■ **Region pointing data**
== == ==
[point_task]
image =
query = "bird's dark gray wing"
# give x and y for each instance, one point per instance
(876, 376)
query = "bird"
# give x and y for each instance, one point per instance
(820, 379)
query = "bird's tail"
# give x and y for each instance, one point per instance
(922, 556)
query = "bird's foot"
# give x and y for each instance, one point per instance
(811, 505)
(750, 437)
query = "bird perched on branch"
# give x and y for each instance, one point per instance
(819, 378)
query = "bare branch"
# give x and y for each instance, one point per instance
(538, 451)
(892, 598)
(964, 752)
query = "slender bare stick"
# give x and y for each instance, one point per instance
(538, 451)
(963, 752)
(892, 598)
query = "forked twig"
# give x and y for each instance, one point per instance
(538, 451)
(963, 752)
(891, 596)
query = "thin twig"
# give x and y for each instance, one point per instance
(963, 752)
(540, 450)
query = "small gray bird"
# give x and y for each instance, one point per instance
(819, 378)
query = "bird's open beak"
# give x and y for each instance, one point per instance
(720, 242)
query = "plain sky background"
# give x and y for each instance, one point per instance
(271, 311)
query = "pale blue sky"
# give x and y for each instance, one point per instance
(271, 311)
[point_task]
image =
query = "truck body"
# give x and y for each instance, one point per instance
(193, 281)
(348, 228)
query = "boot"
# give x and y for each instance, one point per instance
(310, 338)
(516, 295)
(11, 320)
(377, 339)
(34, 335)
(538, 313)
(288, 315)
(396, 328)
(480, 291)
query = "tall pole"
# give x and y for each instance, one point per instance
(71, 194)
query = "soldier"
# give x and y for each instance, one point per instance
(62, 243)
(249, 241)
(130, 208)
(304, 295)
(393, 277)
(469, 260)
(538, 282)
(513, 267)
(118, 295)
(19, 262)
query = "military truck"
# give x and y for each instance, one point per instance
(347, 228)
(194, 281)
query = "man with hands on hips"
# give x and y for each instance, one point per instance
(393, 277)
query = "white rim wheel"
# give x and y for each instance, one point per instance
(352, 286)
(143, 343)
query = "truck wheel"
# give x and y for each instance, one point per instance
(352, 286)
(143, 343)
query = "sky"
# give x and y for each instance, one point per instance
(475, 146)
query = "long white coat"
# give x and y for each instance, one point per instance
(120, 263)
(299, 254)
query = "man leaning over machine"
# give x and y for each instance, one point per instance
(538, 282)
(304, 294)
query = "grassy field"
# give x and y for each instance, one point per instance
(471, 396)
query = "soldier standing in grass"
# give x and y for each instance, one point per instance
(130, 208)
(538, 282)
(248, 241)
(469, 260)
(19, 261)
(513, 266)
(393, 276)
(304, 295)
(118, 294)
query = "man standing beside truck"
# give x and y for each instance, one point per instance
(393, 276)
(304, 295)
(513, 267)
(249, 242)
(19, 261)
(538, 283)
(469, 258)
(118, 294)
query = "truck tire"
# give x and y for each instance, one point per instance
== == ==
■ **Aim of the task**
Check each line of the data above for the string "bird", and copy the ones that have it.

■ **Problem solution**
query = "bird's dark gray wing"
query = "bird"
query = "bird's tail"
query = "bird's foot"
query = "bird perched on branch"
query = "small gray bird"
query = "bird's open beak"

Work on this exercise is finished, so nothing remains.